___ Text provided ___

ChatGPT (and other such tools) frequently produce output that is confabulated - “made up”, in other words. This is different from information that is merely inaccurate, outdated, or otherwise “wrong”; sources providing such information may be mistaken, but they are mistaken for a knowable reason, and in a scholarly context it is usually safe to assume that their author believed their contents to be true at the time that they wrote it. This is qualitatively different from the way that ChatGPT and its cousins work: they are not “wrong” for any predictable, consistent, or ontologically grounded reasons. Citing their output is meaningless, as the output does not reflect an actual claim about the state of reality. Citing confabulated information is not helpful; if you have verified the accuracy of ChatGPT’s output (by cross-referencing it with a more authoritative source), you should cite that source, instead.
Finally, ChatGPT (and similar tools) are built by incorporating the creative and scholarly work of countless actual humans, and the output of these tools often includes verbatim or paraphrased portions of that database. In other words, ChatGPT’s output often includes plagiarized text. Citing this and crediting it to ChatGPT would be mis-allocating credit that is owed to the actual people who made the content that ChatGPT is regurgitating.

___

[Task instructions]:
Pick up the text above on why ChatGPT output shouldn't be cited and keep writing from right after its last sentence.

___ Information supplied ___

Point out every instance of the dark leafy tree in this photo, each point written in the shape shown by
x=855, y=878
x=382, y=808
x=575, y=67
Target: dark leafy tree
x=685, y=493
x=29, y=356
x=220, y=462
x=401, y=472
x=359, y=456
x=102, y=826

___
___ Information supplied ___

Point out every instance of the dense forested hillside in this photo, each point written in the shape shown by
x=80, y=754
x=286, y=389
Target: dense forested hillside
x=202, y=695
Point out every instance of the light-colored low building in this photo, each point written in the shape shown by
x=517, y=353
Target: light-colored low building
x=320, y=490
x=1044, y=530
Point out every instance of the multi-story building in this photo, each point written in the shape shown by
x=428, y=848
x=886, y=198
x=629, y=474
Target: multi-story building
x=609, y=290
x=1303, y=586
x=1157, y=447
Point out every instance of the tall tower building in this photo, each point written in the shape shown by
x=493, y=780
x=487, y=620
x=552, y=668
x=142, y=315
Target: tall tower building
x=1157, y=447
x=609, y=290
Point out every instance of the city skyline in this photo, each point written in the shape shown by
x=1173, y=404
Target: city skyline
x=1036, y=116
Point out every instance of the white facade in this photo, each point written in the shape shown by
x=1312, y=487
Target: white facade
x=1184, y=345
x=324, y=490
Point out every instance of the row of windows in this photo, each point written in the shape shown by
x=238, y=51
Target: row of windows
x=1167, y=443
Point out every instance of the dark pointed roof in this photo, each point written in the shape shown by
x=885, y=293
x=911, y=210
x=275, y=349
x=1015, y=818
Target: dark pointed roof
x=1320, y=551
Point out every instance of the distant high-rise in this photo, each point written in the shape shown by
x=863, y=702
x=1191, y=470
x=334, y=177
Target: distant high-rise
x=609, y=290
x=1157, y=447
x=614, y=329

___

[Reply to the exercise]:
A Note on Accessibility & Accommodation

Over the last year I have encountered multiple students and colleagues who have found resources such as ChatGPT to be helpful tools in their toolboxes for managing various aspects of their neurology in an academic setting, e.g. as a way to help them organize their thoughts in writing, or to overcome executive function challenges. As they have been described to me, many of these sorts of uses would ordinarily fall “out of bounds” according to the strictest interpretation of this policy. However, if you are in need of an accommodation involving the use of generative AI tools, please do not hesitate to reach out to either myself or the office of student access; we have robust and flexible policies on accommodation (see below) and I am very willing to discuss this issue.

Useful Readings about AI Tools

Here are a few recent discussions on how to think about generative AI tools that you may find helpful and informative:

Shanahan M. Talking about Large Language Models. Commun ACM. 2024 Feb;67(2):68–79.
Fraser C. Generative AI is a hammer and no one knows what is and isn’t a nail. Medium.com [Internet] Posted Feb. 21 2024, cited Mar. 30 2024. (Wayback Machine Snapshot)
Jaźwińska K. and Chandrasekar A. AI Search Has A Citation Problem. Columbia Journalism Review, 2025 March.
Rogers A. On AI-assisted writing in graduate school. [Internet] Posted Aug. 24, 2024, cited Mar. 27, 2025. (Wayback Machine Snapshot)

When I’m not teaching data visualization, language models are one of my core areas of academic research. As such, if you are interested in digging further into this space, please reach out and I can send you more pointers of things to read.

Additional Policies

See the syllabus page on Sakai for a full list of university policies, etc.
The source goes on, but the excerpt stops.